:: Task brief ::
Reproduce the listing below without changes, except that pictures are left out.

:: Supplied records ::
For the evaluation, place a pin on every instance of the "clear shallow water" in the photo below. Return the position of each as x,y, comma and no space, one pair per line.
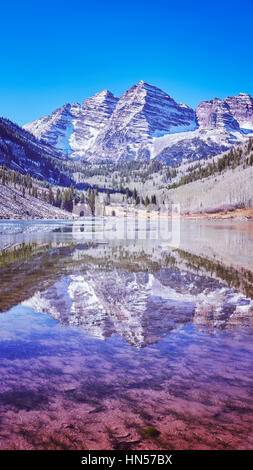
125,345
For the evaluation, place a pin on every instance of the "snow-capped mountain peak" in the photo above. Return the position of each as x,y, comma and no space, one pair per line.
144,123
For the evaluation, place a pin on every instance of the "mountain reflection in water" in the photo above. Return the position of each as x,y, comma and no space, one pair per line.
174,371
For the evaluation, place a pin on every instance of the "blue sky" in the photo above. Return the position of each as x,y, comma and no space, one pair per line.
53,52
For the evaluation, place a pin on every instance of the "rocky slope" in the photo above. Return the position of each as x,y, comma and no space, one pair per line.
22,151
146,123
15,206
73,127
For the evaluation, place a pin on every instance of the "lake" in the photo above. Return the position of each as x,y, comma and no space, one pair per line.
118,339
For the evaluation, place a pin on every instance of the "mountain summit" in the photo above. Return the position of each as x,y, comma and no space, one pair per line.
146,123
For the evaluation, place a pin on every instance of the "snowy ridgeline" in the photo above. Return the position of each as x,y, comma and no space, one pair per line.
146,123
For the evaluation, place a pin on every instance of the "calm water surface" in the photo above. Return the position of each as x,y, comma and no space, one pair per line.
113,344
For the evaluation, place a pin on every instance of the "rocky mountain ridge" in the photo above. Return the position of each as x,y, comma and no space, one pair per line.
146,123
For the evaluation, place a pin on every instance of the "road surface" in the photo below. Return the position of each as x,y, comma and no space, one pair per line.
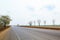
21,33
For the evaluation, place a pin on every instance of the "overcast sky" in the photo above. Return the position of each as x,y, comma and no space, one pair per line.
23,11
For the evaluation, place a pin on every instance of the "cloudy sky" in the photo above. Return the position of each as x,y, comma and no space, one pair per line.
23,11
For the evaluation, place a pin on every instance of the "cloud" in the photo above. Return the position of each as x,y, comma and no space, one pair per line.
30,8
50,7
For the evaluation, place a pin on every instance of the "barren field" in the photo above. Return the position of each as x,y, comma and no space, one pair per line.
44,27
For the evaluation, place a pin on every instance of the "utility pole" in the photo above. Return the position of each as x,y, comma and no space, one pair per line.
39,22
53,22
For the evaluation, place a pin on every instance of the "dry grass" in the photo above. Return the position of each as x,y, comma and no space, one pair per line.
44,27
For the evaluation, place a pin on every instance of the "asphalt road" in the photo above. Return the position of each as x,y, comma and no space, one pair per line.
21,33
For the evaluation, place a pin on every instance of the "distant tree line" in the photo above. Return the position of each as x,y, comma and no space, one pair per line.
39,22
4,21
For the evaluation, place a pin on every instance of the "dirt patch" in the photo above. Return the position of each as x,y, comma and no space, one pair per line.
2,29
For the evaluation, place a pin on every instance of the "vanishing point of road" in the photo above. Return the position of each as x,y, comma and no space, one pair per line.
21,33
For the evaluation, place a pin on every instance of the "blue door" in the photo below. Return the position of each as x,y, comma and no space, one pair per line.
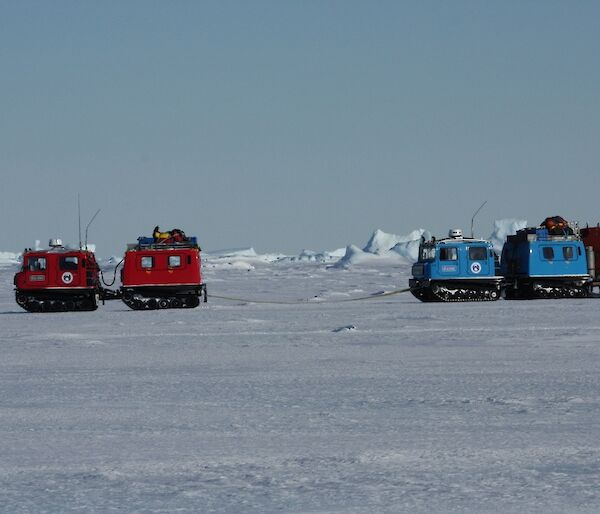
478,262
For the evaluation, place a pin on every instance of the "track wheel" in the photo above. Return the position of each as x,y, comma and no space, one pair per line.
192,301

:: Full response ::
For the evaluation, place a pin on every instance of the "clear shallow water" in the photo below. Return the position of each as x,y, comma and no space, one pair per line.
125,345
For the evaluation, place a pin on every instance of the "snow-capped mountain peak" in the photo above. Return the position of each as x,y, comma and no space, one pair per line.
144,123
For the evaluation, place a pin on every instance of the "mountain reflection in water" in the photo above. Return the position of each as x,y, comma and no space, one pair per line.
174,371
For the evaluation, place a pin on every instance of the "blue sky" in the photo above. Return the position of each as x,y, comma and no space, one pair per line.
53,52
For the evaluation, place a pin on every instance of the "rocky slope" in the photo above. Return the position of each as x,y, comma and no space, one pair per line.
22,151
146,123
15,206
73,127
For the evaluation, place a pin on every instance of the "lake" in the photo above. Return the position of each as x,y, comma and no space, one pair per line.
118,339
For the evaluation, place a pin on every instance of the "mountain summit" in the photo above. Return the position of each as x,y, comma and no space, one pair per line.
146,123
For the evaluation, place a pin on every instance of the "snowy ridgeline" in the photo above. Return the position of each as x,y, comma and no space, one pair per line.
146,123
For the evaluation, place a pin on every instance of the "calm water surface" in the photo above. Return the position of each as x,y, comma and no space, one pair per line.
113,344
For the evaluation, place a pin on every instance of the "rocky mountain ridge" in the photo above. Return the position of each as x,y, comma and no space, one pair per line.
146,123
For the evaluation, place a pin on every instance of the "road surface" in the photo below. Return the position of each as x,y, comma and no space, one pair per line.
21,33
For the evaluation, place a pin on every instance of the "overcast sky" in the photo above. Return the position of each as x,y, comma and no space, one pair per line.
23,11
For the evaluation, place a pin on every instance of the "cloudy sky" in the photo above. Return the position of each as x,y, comma and no space, one pair per line.
23,11
For the evaluation, place a pin on every instance of the "cloud" in the photo above. Return the position of each as x,y, comma and no space, one pair per line.
30,8
50,7
For the evaluation, place a pin on every instance of the "barren field" in the photo above. Return the position of each as x,y, comma and no space, one pair per line.
44,27
For the evaluation, place a pin on every instance of the "utility pole" in the photo above. Return the position of each as x,y, comma and no space, one pair per line.
39,22
53,22
For the evaluation, place a pin on every instance of the "dry grass" in the photo above. Return the position of each as x,y, comma and no space, one pair per line.
44,27
For the evaluation, place a pin on every instance of the "asphalt road" in the photo above. Return the position of each as x,y, comma and no space, one pair per line.
21,33
For the evaluation, place a pin on every instance of the "distant tree line" in the photo above. Return the position of each as x,y, comma and no space, one pair per line.
39,22
4,21
For the evaluation, place a pin on every instance of the "dirt patch" in the photo above. Return the position of each as x,y, comma and no space, one pair per line.
2,29
For the evaluation, place a pin on every instance of the "vanishing point of road" in the photo above. Return the position of each as x,y, comma and no space, one pair per line.
21,33
For the evaluation, place a pin on every instance of the "blue door" in the photo below. Return the position of each as x,y, comma and no space, one pair per line.
478,262
For the evaluation, place a pin on every instance of the "track wheel" in the photo above. Return the position of each as x,y, comma and no space, one pair per line.
192,301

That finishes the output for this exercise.